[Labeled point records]
::::::::
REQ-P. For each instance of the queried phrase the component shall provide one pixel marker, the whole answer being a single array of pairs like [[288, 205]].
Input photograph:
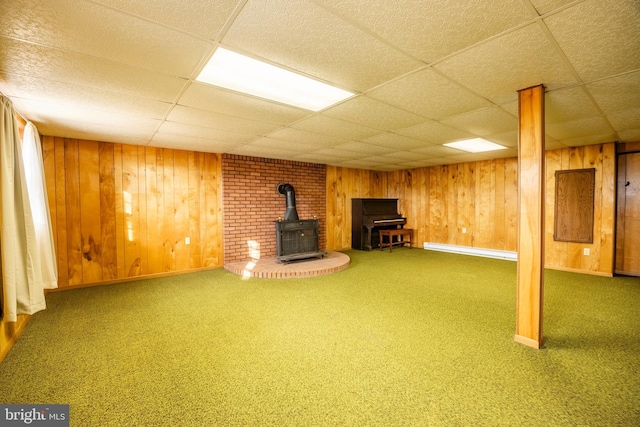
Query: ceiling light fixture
[[475, 145], [237, 72]]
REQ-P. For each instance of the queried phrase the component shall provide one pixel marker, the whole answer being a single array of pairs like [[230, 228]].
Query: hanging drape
[[37, 186], [21, 268]]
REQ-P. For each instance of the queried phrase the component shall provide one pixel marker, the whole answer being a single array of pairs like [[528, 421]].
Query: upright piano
[[368, 216]]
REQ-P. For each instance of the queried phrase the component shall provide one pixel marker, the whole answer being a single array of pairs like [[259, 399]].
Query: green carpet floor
[[413, 338]]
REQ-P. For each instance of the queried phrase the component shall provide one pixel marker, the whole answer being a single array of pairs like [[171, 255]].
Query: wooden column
[[531, 192]]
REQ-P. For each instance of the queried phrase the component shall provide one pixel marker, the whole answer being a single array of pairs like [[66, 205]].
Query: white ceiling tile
[[97, 84], [214, 135], [428, 94], [434, 29], [33, 88], [625, 120], [434, 132], [204, 18], [588, 140], [359, 164], [506, 139], [568, 104], [395, 141], [186, 142], [211, 98], [209, 119], [319, 158], [552, 144], [487, 121], [325, 46], [269, 153], [56, 66], [471, 157], [282, 145], [632, 135], [364, 148], [304, 137], [437, 151], [617, 93], [337, 128], [54, 119], [599, 37], [578, 128], [71, 25], [368, 112], [546, 6], [336, 153], [405, 156], [502, 66]]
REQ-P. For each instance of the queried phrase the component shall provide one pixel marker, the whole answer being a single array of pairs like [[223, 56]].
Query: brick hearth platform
[[271, 268]]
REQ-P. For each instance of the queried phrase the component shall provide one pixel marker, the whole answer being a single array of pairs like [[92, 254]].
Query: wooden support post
[[531, 195]]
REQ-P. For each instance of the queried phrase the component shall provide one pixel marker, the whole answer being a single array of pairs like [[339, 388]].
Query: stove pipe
[[291, 214]]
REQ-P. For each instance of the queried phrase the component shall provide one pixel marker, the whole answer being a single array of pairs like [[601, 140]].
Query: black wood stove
[[295, 238]]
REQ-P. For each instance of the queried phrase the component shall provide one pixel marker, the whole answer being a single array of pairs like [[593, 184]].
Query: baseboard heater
[[467, 250]]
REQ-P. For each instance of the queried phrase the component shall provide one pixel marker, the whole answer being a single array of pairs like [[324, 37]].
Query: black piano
[[368, 216]]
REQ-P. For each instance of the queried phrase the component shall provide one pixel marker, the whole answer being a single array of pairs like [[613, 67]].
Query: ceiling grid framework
[[424, 73]]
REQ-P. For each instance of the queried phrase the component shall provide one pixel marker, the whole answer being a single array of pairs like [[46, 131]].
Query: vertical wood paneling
[[482, 197], [143, 237], [212, 235], [151, 196], [90, 219], [195, 211], [608, 209], [131, 203], [108, 212], [114, 209], [181, 200], [121, 234], [72, 200], [168, 230]]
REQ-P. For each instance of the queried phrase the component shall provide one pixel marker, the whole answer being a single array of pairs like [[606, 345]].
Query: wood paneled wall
[[344, 184], [568, 255], [120, 211], [441, 202]]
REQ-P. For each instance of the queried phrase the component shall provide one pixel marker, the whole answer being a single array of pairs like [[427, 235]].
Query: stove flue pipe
[[291, 214]]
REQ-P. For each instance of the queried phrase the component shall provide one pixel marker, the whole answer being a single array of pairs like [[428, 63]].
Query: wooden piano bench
[[404, 233]]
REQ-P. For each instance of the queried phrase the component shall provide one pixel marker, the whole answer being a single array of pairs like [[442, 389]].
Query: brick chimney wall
[[251, 202]]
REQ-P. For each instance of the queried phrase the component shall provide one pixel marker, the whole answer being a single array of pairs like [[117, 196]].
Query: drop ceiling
[[425, 73]]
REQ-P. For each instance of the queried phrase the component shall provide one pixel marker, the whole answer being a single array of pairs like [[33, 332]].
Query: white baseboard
[[467, 250]]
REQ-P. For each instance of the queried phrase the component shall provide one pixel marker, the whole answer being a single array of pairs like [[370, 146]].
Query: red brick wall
[[251, 202]]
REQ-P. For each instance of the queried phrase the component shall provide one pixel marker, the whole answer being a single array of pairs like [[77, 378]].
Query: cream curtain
[[37, 186], [21, 267]]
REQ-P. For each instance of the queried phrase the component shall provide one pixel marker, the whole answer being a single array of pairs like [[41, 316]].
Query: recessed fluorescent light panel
[[237, 72], [476, 145]]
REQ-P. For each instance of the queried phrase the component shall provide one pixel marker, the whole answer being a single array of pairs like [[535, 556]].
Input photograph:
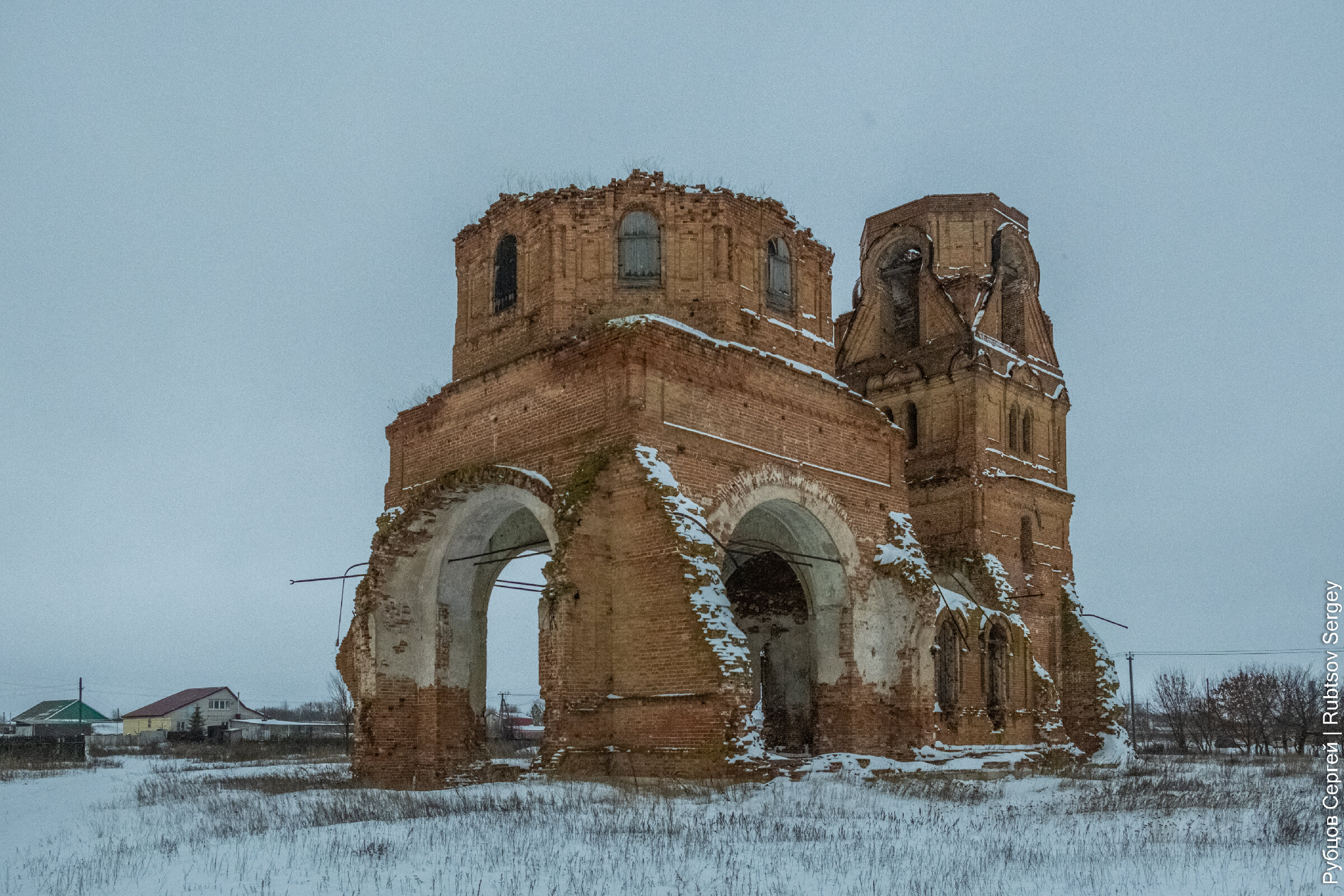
::::::::
TASK - Repeat all of the data above word for word, but leave out the pictures.

PROBLEM SOLUTION -
REQ-P. For each instance of the queried phrase the component shall provide one pixel marker, the whole answer being a single array of pairs like [[288, 205]].
Input photograph:
Query: ceiling light fixture
[[475, 145], [237, 72]]
REQ-P. For each instance of the queried phrase the component shall provide one pixel marker, the whole answer being a single array of pairs like [[230, 228]].
Query: hanging drape
[[37, 186], [21, 268]]
REQ-P. For each instance of the queried phrase the component shall provide one pixel marker, the whole answer being a single array of pairs like [[528, 421]].
Query: upright piano
[[368, 216]]
REQ-P. For each instance of the queried phrase the component shall provide one pixel marker, the whole answer being a single array of pairs like [[259, 399]].
Query: green carpet floor
[[413, 338]]
REQ-P. For each instance of the queried phrase the component shall provide one pixel marker, the whole answer being a single array of pairs like [[171, 255]].
Query: wooden column
[[531, 192]]
REQ-P. For each instance of the queried phrase the component shall provide one pixel marker, the whole answer being a single array of pairs like [[66, 205]].
Query: white ceiling tile
[[97, 84], [214, 135], [428, 94], [434, 29], [33, 88], [625, 120], [434, 132], [204, 18], [588, 140], [359, 164], [506, 139], [568, 104], [395, 141], [186, 142], [211, 98], [209, 119], [319, 158], [552, 144], [487, 121], [325, 46], [269, 153], [56, 66], [471, 157], [282, 145], [632, 135], [364, 148], [304, 137], [437, 151], [617, 93], [337, 128], [54, 119], [599, 37], [578, 128], [71, 25], [368, 112], [546, 6], [336, 153], [405, 156], [502, 66]]
REQ-P. For each instance of the queried phrase the component shall provide one pixel marker, the whole answer being a single array of pairs like [[223, 56]].
Query: brick hearth platform
[[271, 268]]
REQ-P. For each instance of the queried phrase the component shall provide one pixel marker, the whole answer being a single array of pairs like [[92, 254]].
Query: wooden support post
[[531, 195]]
REQ-P. For each instance of the queried phrase the component shall provide one pixel marker, the whole answer being a single array of pairs like [[339, 388]].
Query: stove pipe
[[291, 214]]
REQ-P. For each instance of the queried phrase the component shall provide one pixel marker, the whole answer being a single array of pairs like [[601, 140]].
Query: black wood stove
[[295, 238]]
REQ-P. For each instance of the queried phrase the component shall provide one pixel marker, the whole answer being a single array of pairs like [[593, 184]].
Query: baseboard heater
[[467, 250]]
REQ-P. For each instance of the queried phrase the component shall provide one pixel marker, the whole answer being a single array of pairs like [[324, 37]].
Query: black piano
[[368, 216]]
REQ-P. For each instance of the queried phrase the component shall provide one pixel marker, the whole answer being a single array of pairs like [[613, 67]].
Query: ceiling grid framework
[[424, 73]]
REQ-P. For each instance of the queried phrase the component shall provide one pixel marker, the whole answer being a single array of pairs like [[46, 131]].
Query: vertical wood paneling
[[482, 197], [143, 237], [212, 235], [151, 196], [90, 219], [195, 211], [608, 209], [131, 203], [108, 212], [114, 209], [181, 200], [121, 234], [72, 200], [168, 230]]
REQ-P. For each instance of the queried phrase the component shall provide one pixel marker, the whole answer being a single array of pairs like [[606, 345]].
Query: wood paneled wall
[[344, 184], [568, 255], [120, 211], [441, 202]]
REQ-P. For each instance of the queried phrase the component shall provide one pixel marker, the whole answer being a single array of pairs like [[427, 235]].
Query: stove flue pipe
[[291, 214]]
REQ-P. For each instance of the queried phrase the component shall provide one pixel marker, the whole answer being a single array of pairs like [[428, 63]].
Query: wooden piano bench
[[404, 233]]
REQ-P. For each instance of the queried phrase the component shall provide one pixel marker, the whole answer being a single array of pairs like [[442, 389]].
Query: brick chimney wall
[[251, 202]]
REQ-P. For each instance of the queried phrase the component shall provide one pixel marker, the whole answer being a single array of pairs like [[117, 196]].
Query: drop ceiling
[[425, 73]]
REQ-P. For each instance of the queried phrase the component shall provide one pixel marker, the whole answer being a single array of pairs like [[33, 332]].
Query: white baseboard
[[467, 250]]
REQ-P. For each instance of the queried phrase the component shall provide one pixel marker, the whole answer being a single array of pairs like [[370, 146]].
Query: red brick wall
[[251, 202]]
REQ-P. For each instance of the queried phrase the component shall provide one pixel marker, the whole answer being a single array of pairs like [[77, 378]].
Query: cream curtain
[[37, 186], [21, 267]]
REQ-P. For each instance of the queried phrase the component shall provide one pixel marker, the whole answer being a single array of pairs like [[41, 316]].
Query: recessed fluorescent light panel
[[237, 72], [476, 145]]
REQ-P. For each instance of the queried phrase the component shall provide one pixel marker, the whole answer being a single array of pairs like [[535, 556]].
Input photograph:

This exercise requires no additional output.